Directions for this task: Output the entries verbatim, including every line.

Saved data entries:
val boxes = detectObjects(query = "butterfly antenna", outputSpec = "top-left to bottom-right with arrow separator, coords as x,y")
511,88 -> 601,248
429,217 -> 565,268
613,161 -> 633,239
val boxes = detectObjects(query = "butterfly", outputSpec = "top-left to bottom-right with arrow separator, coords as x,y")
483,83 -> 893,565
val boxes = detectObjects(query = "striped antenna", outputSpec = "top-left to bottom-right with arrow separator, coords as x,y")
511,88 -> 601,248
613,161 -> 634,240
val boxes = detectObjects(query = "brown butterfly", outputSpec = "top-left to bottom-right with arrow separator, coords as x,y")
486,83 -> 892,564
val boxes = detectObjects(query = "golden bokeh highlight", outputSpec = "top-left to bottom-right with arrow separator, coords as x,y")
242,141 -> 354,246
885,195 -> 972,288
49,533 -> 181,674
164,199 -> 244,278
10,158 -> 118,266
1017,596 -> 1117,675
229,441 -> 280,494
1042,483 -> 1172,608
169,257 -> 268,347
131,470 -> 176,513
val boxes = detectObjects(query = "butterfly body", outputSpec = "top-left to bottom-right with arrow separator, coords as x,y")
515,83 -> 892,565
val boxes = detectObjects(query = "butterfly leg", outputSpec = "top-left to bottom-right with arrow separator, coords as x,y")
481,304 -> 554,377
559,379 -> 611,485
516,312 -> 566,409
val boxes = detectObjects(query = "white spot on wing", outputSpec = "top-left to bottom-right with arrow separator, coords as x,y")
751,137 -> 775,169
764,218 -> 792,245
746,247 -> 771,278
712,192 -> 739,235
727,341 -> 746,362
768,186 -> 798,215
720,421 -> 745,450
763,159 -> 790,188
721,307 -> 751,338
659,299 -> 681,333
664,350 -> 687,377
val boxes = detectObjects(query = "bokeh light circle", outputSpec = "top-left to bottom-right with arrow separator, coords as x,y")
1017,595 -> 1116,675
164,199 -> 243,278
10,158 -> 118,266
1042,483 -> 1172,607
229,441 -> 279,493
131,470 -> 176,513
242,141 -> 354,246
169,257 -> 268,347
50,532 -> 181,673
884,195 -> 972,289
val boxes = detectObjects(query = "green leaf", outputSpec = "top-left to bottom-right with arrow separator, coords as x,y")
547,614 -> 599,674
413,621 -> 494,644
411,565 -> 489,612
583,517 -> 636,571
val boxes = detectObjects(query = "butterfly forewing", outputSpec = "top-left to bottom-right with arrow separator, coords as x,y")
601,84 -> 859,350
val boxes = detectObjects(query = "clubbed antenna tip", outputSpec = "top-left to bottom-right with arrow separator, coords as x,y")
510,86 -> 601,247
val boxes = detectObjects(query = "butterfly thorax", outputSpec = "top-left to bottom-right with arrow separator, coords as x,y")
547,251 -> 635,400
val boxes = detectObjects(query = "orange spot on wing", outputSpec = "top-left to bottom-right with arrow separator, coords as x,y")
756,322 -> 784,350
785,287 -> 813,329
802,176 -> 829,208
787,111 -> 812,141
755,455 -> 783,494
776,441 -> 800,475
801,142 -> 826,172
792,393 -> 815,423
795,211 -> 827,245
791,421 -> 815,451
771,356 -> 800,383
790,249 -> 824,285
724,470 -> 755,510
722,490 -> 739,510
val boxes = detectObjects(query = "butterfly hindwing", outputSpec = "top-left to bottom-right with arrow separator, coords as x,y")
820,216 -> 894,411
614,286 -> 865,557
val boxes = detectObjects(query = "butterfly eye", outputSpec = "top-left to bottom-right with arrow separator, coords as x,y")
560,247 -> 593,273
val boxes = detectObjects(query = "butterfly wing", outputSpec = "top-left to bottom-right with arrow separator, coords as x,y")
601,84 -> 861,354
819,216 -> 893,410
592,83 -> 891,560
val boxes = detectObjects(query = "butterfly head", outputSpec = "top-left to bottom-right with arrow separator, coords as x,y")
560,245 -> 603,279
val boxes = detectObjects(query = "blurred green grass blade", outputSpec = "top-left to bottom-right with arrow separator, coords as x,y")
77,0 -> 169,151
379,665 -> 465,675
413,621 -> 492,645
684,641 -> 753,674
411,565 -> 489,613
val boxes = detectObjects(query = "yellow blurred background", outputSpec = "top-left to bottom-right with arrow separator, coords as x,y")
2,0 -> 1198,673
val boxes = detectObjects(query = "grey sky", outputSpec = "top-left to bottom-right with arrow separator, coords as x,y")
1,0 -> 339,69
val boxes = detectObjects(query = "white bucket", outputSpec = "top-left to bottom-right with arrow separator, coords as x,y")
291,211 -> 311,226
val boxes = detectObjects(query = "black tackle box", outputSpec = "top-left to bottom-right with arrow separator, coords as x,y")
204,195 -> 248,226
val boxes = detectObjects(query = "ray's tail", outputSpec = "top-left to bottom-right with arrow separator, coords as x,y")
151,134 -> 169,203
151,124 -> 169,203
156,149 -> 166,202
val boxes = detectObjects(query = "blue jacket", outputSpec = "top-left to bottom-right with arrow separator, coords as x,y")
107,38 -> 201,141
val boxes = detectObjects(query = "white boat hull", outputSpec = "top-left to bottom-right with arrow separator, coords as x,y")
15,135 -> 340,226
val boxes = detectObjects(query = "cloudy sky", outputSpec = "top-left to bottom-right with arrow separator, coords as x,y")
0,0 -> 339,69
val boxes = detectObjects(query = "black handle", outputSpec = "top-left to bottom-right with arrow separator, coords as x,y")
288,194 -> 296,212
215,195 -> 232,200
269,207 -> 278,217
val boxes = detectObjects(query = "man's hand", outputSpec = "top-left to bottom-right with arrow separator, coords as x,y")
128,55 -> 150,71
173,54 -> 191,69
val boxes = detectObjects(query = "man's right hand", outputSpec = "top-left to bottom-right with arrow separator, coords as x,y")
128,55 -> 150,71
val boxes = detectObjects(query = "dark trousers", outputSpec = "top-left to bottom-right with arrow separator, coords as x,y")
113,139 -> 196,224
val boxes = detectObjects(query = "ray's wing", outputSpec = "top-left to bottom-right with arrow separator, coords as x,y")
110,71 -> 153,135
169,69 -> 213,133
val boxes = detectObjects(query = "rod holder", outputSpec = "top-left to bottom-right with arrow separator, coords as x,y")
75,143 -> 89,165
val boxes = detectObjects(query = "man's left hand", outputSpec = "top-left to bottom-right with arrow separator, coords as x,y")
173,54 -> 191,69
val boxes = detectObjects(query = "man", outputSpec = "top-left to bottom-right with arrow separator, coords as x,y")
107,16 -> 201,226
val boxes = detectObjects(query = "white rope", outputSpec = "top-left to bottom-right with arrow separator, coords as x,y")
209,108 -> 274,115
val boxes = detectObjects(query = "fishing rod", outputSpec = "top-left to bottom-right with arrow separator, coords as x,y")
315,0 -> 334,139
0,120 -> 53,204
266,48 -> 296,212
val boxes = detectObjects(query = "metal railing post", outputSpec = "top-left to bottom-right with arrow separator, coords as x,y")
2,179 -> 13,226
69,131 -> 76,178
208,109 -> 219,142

Result for this task:
val boxes = detectObjects(query = "butterfly antenna", outputSpec = "top-left to bottom-right with arrow separator, coords as x,y")
511,88 -> 601,248
429,217 -> 565,268
613,161 -> 633,239
val boxes = detectObjects(query = "butterfly", outputSpec = "top-left to bottom-right with arrow separator, coords as x,y")
483,83 -> 893,565
val boxes = detectObjects(query = "striped antenna", outputSpec = "top-left to bottom-right with arrow separator, coords as x,y")
511,88 -> 601,248
613,161 -> 634,240
val boxes = detectObjects(query = "brown butterfly", outputSpec = "top-left to bottom-right with arrow separator, coords as x,y")
486,83 -> 892,564
val boxes = detectObjects(query = "golden bokeh highlight", outputSpec = "top-left to bottom-right with arrow separator, coords as x,y")
242,141 -> 354,246
885,195 -> 972,288
49,533 -> 181,674
164,199 -> 244,278
10,158 -> 118,266
1017,596 -> 1117,675
229,441 -> 280,494
1042,483 -> 1172,608
169,257 -> 268,347
131,470 -> 176,513
val boxes = detectObjects(query = "butterfly body", outputSpec = "top-left to bottom-right with arrow separator, coords as x,y")
515,83 -> 892,565
val boxes = detectObjects(query = "butterfly leg", outputSpec = "top-left to bottom-right with arrow separator, coords as x,y")
481,304 -> 554,377
559,379 -> 611,485
516,312 -> 566,409
val boxes = detectObjects(query = "white spot on wing", outputSpec = "top-left to bottom-right with arrow separator, coords as x,y")
751,137 -> 775,169
764,218 -> 792,245
746,247 -> 771,278
712,192 -> 739,235
727,341 -> 746,362
768,186 -> 798,215
720,421 -> 745,450
763,159 -> 790,188
721,307 -> 751,338
659,299 -> 681,333
664,350 -> 687,377
val boxes = detectObjects(query = "bokeh light circle", outputSpec = "top-left to bottom-right with arrow separator, coords as x,y")
1017,595 -> 1116,675
164,199 -> 243,278
10,158 -> 118,266
1042,483 -> 1172,607
229,441 -> 279,493
131,470 -> 176,513
242,141 -> 354,246
169,257 -> 268,347
50,532 -> 181,673
884,195 -> 972,289
val boxes = detectObjects(query = "green leaf", outputSpec = "top-left to bottom-right with arrow separator, coords as x,y")
547,614 -> 599,674
413,621 -> 494,644
411,565 -> 489,612
583,517 -> 636,571
val boxes = detectObjects(query = "butterfly forewing", outputSpec = "top-left to bottom-right with arrow separator, coords as x,y")
601,84 -> 859,350
val boxes = detectObjects(query = "clubbed antenna tip", outputSpec = "top-left to bottom-right with arrow separator, coords as x,y")
510,86 -> 601,247
val boxes = detectObjects(query = "butterfly thorax", outputSpec = "top-left to bottom-right with arrow separator, coords as x,y")
547,251 -> 635,400
val boxes = detectObjects(query = "orange spot on wing", outputSpec = "top-left to bottom-right with arrow separator, coords as x,y")
756,322 -> 784,350
785,287 -> 813,329
802,176 -> 829,208
787,111 -> 812,141
755,455 -> 783,494
776,441 -> 800,475
801,142 -> 826,172
792,393 -> 815,423
795,211 -> 827,245
791,421 -> 815,451
771,356 -> 800,383
790,249 -> 824,285
724,470 -> 755,510
722,490 -> 739,510
val boxes = detectObjects(query = "butterfly hindwing", outputSpec = "top-left to bottom-right with arrow separator, coords as x,y")
820,216 -> 894,411
614,286 -> 865,557
val boxes = detectObjects(query = "butterfly eye", outputSpec = "top-left to bottom-right with arrow separator, coords as x,y")
560,247 -> 593,273
val boxes = detectObjects(query = "butterfly wing", outputSpec = "top-left to bottom-right with arrow separator, coords as x,y")
601,84 -> 861,354
819,216 -> 893,410
592,83 -> 891,560
val boxes = detectObjects(query = "butterfly head", outputSpec = "top-left to bottom-right with arrow separator, coords as x,y")
560,245 -> 603,279
val boxes = detectObjects(query = "blurred green grass blade", outputSpec = "top-left to bottom-right with arrow separator, coords as x,y")
77,0 -> 169,151
379,665 -> 465,675
413,621 -> 492,645
684,641 -> 753,674
411,565 -> 489,613
val boxes = detectObjects(query = "yellow blurred background", outputSpec = "top-left to bottom-right with arrow separator, coords as x,y")
2,0 -> 1198,673
val boxes = detectObjects(query = "grey sky", outputSpec = "top-left to bottom-right with arrow separator, coords as x,y")
1,0 -> 339,69
val boxes = detectObjects(query = "white bucket", outputSpec = "top-left to bottom-right with arrow separator, coords as x,y")
291,211 -> 311,226
val boxes = detectObjects(query = "black tackle box", outputSpec = "top-left to bottom-right with arrow separator, coords as x,y")
204,195 -> 248,226
val boxes = detectObjects(query = "ray's tail", outputSpec = "top-left to bottom-right with arrow separator, coords as x,y")
151,134 -> 169,203
151,124 -> 169,203
156,149 -> 166,202
val boxes = detectObjects(query = "blue jacket", outputSpec = "top-left to bottom-right with arrow separator, coords as x,y")
107,38 -> 201,141
val boxes = detectObjects(query = "white boat hull", outputSpec = "top-left to bottom-right with arrow separator, coords as x,y")
15,135 -> 340,226
val boxes = detectObjects(query = "cloudy sky", outputSpec = "top-left to bottom-right with arrow separator, coords as x,y")
0,0 -> 339,69
val boxes = detectObjects(query = "black handle", outputSpec = "top-left to bottom-right with arrow separator, coords as x,y")
288,194 -> 296,212
215,195 -> 232,200
269,207 -> 278,217
val boxes = detectObjects(query = "man's hand", outputSpec = "top-left to bottom-right with arrow separator, coords as x,y")
128,55 -> 150,71
173,54 -> 191,69
val boxes = detectObjects(query = "man's right hand", outputSpec = "top-left to bottom-right with arrow separator, coords as x,y")
128,55 -> 150,71
val boxes = detectObjects(query = "dark trousers", outputSpec = "top-left to bottom-right with arrow separator, coords as x,y")
113,139 -> 196,224
val boxes = detectObjects(query = "ray's wing", outputSpec = "top-left to bottom-right with arrow separator, coords as x,y")
110,71 -> 153,135
169,69 -> 213,133
val boxes = detectObjects(query = "rod holder", outputSpec = "top-left to bottom-right with arrow separator, coords as x,y")
75,143 -> 89,165
val boxes = detectObjects(query = "man's left hand", outputSpec = "top-left to bottom-right with arrow separator, coords as x,y")
173,54 -> 191,69
val boxes = detectObjects(query = "man", outputSpec = "top-left to bottom-right with arrow separator, coords as x,y")
107,16 -> 201,226
val boxes = detectObjects(query = "white rope", outputSpec = "top-left to bottom-right with arrow separator, coords as x,y")
209,108 -> 274,115
val boxes = detectObjects(query = "fishing rod", outputSpec = "top-left to bottom-right with arrow separator, coords as x,y")
315,0 -> 334,139
0,120 -> 53,204
266,48 -> 296,212
val boxes = detectObjects(query = "metal railing post", outputSpec = "top-left to bottom-right with arrow separator, coords as x,y")
2,179 -> 13,226
69,131 -> 76,178
208,109 -> 219,142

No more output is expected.